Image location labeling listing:
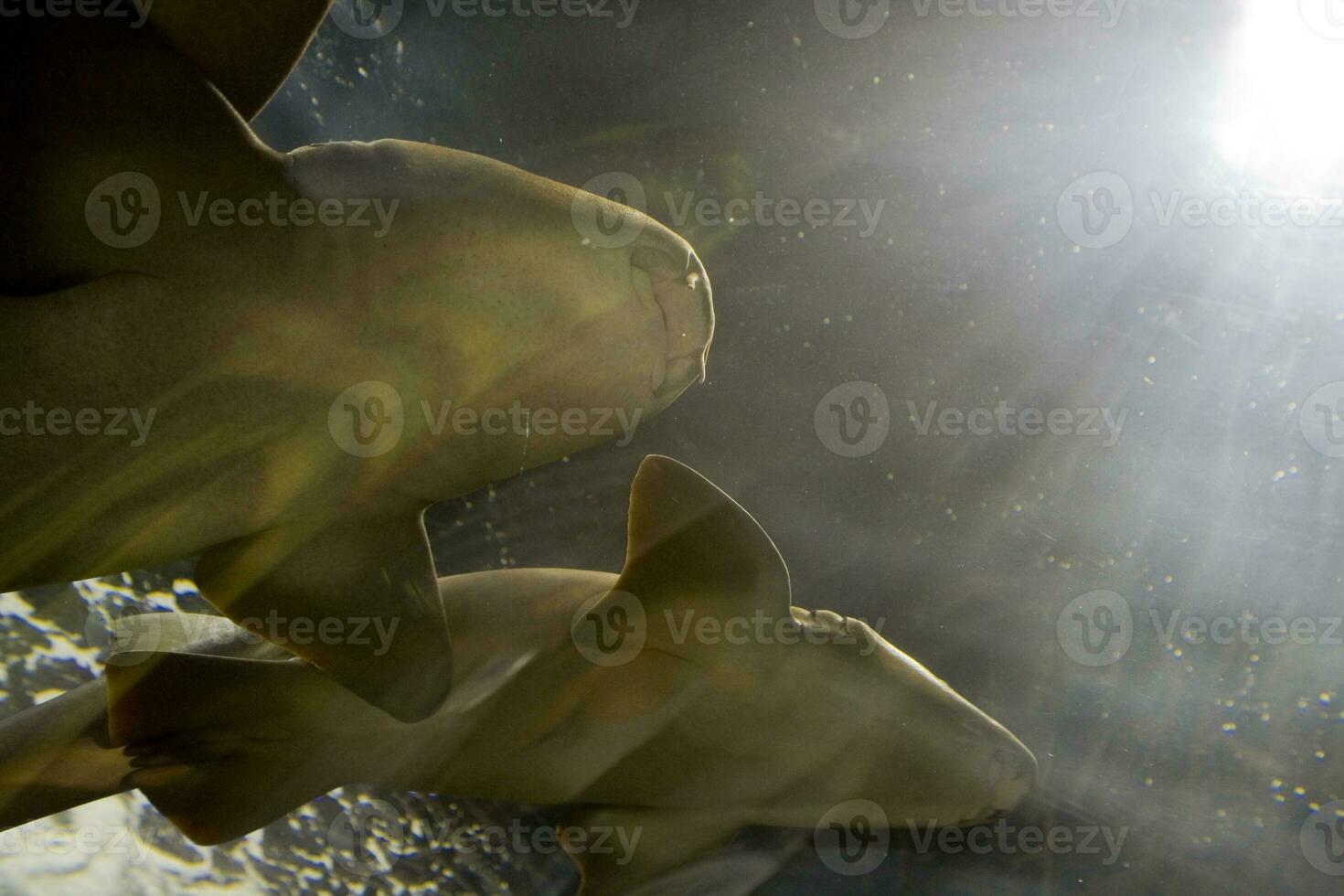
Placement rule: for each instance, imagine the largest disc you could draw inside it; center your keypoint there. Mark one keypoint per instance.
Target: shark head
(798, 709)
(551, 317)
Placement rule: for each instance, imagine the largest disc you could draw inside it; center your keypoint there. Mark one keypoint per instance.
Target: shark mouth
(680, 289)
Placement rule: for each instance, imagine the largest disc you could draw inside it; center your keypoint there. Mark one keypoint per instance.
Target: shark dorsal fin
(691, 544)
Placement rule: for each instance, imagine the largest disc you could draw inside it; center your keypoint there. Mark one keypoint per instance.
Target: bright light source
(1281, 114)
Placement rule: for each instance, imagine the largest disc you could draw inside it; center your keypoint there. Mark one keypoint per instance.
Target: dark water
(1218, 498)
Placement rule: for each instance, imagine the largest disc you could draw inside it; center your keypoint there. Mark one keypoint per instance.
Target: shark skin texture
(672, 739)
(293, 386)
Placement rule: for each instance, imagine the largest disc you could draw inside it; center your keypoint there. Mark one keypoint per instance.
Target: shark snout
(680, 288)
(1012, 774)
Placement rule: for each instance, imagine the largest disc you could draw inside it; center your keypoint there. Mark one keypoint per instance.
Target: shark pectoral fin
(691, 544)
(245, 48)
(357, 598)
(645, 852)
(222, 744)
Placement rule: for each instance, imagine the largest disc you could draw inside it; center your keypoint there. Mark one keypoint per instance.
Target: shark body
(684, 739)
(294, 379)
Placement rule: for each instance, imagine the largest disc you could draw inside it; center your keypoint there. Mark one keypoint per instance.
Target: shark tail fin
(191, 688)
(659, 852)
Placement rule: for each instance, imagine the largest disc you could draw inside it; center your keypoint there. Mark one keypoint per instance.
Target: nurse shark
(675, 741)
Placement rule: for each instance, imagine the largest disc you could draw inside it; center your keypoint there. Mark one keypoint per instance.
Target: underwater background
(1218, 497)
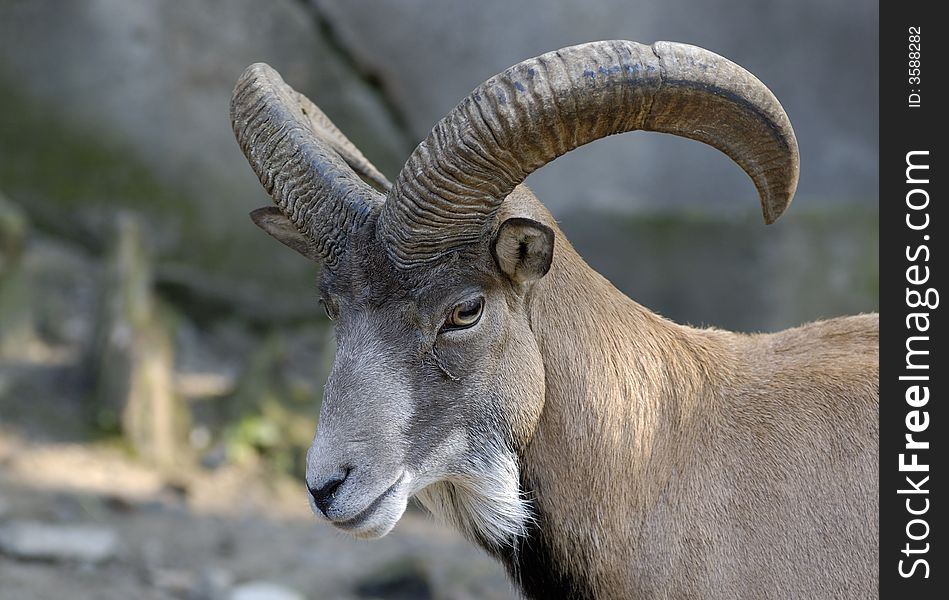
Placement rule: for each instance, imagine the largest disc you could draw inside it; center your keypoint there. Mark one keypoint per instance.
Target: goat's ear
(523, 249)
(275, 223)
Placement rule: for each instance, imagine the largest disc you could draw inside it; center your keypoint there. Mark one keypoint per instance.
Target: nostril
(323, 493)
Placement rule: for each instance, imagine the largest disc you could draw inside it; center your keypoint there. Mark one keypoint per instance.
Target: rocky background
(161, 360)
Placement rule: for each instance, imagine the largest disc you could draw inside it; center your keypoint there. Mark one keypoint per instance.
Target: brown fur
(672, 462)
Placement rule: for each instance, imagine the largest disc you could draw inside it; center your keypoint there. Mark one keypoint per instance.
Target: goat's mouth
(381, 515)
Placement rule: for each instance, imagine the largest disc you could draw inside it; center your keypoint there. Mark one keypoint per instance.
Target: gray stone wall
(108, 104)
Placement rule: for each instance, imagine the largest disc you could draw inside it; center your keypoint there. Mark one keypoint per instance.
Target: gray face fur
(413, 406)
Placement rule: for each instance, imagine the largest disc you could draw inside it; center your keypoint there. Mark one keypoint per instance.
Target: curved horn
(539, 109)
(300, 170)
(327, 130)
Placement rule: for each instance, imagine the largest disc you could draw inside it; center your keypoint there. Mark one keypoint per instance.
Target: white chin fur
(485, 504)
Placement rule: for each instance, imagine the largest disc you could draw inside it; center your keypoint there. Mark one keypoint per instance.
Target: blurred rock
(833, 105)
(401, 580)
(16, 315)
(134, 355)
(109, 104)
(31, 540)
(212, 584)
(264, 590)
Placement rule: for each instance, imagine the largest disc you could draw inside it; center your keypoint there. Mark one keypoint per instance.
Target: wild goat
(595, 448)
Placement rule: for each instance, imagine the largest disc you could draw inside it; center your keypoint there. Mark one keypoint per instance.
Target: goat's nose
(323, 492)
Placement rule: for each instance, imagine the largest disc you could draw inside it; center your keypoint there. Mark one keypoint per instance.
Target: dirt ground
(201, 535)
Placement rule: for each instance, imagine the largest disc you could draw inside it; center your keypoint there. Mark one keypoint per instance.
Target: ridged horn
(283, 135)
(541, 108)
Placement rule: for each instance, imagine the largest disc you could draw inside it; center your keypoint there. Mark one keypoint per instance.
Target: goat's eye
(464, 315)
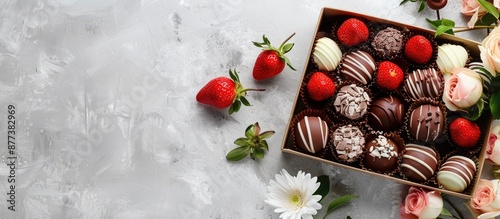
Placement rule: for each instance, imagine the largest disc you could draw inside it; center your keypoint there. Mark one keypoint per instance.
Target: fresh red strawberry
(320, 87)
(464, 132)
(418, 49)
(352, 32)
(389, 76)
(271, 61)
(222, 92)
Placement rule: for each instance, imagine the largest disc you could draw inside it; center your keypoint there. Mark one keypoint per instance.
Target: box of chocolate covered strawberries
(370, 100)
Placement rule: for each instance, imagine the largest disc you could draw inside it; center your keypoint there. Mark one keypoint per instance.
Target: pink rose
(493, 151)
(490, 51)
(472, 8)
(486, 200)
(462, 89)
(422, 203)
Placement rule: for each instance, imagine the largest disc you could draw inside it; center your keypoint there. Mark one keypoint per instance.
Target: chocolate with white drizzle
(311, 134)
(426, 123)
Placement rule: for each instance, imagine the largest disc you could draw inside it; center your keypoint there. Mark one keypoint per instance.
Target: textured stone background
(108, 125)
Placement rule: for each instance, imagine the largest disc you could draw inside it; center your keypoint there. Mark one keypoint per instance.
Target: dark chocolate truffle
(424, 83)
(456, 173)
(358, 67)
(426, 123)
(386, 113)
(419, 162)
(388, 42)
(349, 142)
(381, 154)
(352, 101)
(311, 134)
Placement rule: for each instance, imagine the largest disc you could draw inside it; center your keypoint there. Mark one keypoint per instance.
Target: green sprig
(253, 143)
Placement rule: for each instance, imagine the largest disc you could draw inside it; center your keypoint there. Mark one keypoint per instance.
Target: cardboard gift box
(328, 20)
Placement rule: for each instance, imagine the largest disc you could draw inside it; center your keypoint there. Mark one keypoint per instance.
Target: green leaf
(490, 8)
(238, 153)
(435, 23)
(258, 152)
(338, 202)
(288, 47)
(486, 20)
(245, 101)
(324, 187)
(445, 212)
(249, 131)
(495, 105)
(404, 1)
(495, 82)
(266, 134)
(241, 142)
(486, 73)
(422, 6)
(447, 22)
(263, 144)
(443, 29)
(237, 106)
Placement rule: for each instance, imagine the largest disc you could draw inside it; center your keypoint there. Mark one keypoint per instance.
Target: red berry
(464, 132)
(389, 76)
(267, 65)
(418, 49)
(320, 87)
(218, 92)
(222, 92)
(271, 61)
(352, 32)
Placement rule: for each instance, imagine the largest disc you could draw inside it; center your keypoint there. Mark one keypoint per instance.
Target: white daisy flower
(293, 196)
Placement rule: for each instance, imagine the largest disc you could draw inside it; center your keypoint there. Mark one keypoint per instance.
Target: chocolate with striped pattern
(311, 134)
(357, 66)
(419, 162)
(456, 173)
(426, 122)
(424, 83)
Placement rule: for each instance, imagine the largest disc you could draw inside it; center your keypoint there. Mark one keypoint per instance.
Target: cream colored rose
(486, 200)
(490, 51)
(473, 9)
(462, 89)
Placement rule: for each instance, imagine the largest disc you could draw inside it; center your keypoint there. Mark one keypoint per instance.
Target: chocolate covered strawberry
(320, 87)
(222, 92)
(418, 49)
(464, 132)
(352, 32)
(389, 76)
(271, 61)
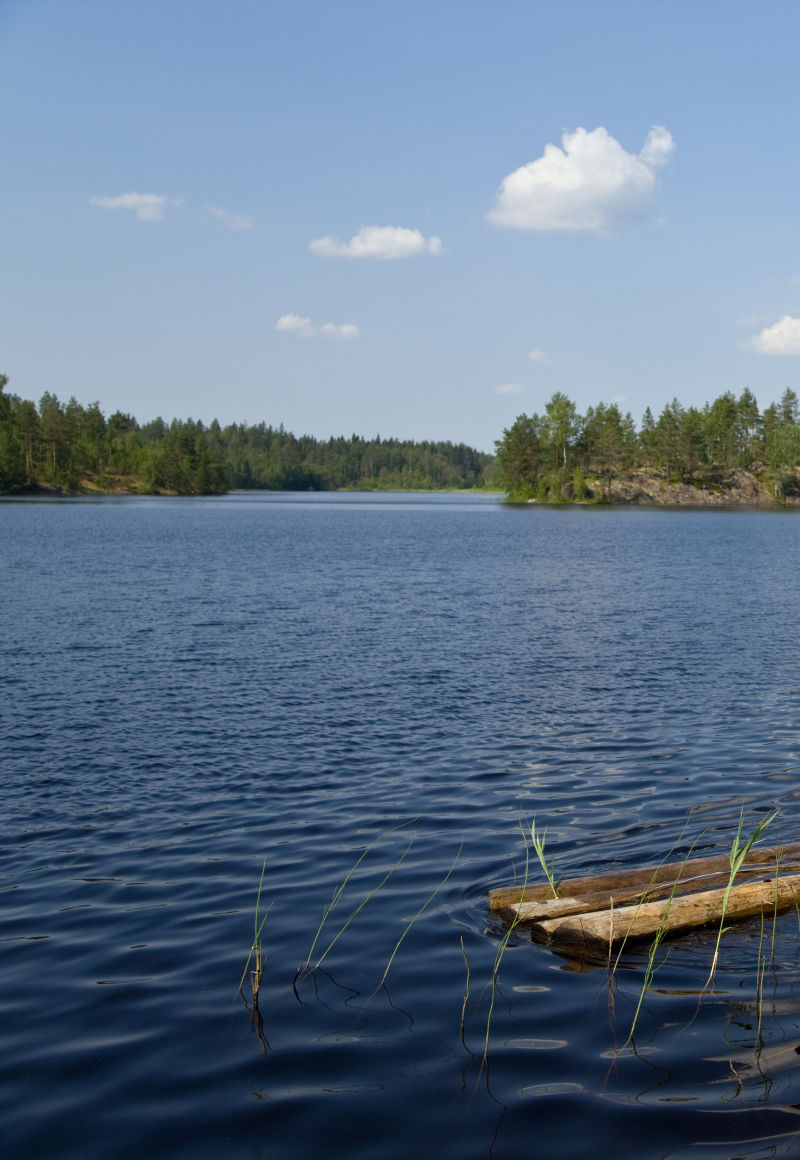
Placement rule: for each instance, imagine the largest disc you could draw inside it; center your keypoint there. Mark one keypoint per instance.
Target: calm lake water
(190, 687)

GIVEN REQUEST: Show every line of the listing above that contains the word "mouth".

THE ANSWER:
Target: shark mouth
Target: goat's mouth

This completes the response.